▶ [WHAT IS BEING ASKED] Give again, word for word, each line below starting at the one that contains "Target: green grassy slope" and ending at the one that contains "Target: eyebrow".
---*---
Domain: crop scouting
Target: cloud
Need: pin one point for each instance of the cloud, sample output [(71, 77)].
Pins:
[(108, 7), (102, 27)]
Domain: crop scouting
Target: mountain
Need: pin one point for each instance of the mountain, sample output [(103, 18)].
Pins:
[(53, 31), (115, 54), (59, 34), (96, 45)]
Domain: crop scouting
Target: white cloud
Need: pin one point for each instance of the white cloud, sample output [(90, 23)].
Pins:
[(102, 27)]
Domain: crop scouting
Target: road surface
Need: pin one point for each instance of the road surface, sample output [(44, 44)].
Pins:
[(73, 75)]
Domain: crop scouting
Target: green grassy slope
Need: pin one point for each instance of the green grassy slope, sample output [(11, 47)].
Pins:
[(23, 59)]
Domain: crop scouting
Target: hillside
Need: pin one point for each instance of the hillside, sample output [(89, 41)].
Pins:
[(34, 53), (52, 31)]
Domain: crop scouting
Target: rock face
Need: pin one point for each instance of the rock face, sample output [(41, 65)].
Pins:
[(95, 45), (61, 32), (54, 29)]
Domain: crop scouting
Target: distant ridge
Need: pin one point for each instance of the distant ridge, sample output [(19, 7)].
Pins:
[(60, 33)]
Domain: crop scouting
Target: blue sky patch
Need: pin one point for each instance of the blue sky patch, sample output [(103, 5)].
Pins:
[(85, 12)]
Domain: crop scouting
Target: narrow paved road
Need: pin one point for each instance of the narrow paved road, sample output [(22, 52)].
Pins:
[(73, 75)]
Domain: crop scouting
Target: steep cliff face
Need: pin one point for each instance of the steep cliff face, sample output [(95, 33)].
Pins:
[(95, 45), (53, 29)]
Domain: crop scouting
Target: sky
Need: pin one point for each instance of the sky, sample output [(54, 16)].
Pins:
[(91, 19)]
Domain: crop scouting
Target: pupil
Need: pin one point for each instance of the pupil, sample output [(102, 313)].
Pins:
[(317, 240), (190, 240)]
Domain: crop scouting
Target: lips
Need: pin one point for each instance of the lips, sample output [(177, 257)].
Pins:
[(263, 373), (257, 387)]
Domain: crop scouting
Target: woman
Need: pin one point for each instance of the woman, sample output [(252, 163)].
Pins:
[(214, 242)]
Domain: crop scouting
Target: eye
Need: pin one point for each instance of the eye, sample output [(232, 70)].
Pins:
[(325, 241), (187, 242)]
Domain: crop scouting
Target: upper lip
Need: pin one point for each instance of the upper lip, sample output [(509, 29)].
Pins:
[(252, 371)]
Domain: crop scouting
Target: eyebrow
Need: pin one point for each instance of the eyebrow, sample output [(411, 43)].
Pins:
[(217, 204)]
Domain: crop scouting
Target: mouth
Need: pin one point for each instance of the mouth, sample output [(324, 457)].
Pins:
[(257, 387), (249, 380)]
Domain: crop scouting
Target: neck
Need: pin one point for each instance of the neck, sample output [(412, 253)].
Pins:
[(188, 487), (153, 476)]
---*---
▶ [OUTPUT OF THE TASK]
Target: green grassy slope
Need: pin one point for each instance of the green grassy slope, sample output [(11, 47)].
Pins:
[(23, 59)]
Domain: crop scouting
Target: hillside
Need: pin one point for each instance of the hillside, sample output [(89, 41)].
Pins:
[(34, 53), (52, 31)]
Domain: crop scouting
Target: rock face
Need: pin one point for each instance of the rock face, sample output [(41, 65)].
Pins:
[(95, 45), (61, 32), (54, 29)]
Domain: crop scouting
Target: distant ridge
Need: pin one point for each instance of the distant ridge, sample output [(19, 7)].
Pins:
[(60, 33)]
Domain: crop scouting
Target: blue sky patch
Need: pin one point for each instance of the blue sky patch, sample output [(103, 5)].
Pins:
[(85, 12)]
Domain: crop scouting
Target: narrow paved road
Need: pin one point for each instance of the narrow paved road, sample output [(22, 52)].
Pins:
[(73, 75)]
Domain: crop scouting
Target: steep cliff face
Need: pin one point for each instance of the steep cliff face, sample output [(95, 33)].
Pins:
[(95, 45), (53, 29)]
Domain: crop scouting
Target: sky
Need: pin one point for each instance of the sky, sample output [(54, 16)].
Pins:
[(91, 19)]
Domain: crop scouting
Target: pupil
Need: pin one point for each instance of the pupil, sample output [(102, 313)].
Pins:
[(317, 240), (190, 240)]
Domain: crop scouting
Target: lips
Need: pin one point for each instance of the lips, sample output [(177, 257)].
Pins:
[(263, 373), (257, 387)]
Domain: crop scouting
Target: woman
Need: pin one point for each instance of the woman, sample output [(252, 163)].
Pins:
[(214, 242)]
Domain: crop scouting
Target: eye
Need: pin one point for each instance of the eye, sample output [(232, 70)].
Pins:
[(325, 241), (187, 242)]
Domain: crop scouting
Target: upper lip
Need: pin one point for each instance of the upper lip, sample output [(509, 29)].
Pins:
[(252, 371)]
Domain: crop scouting
Target: eyebrow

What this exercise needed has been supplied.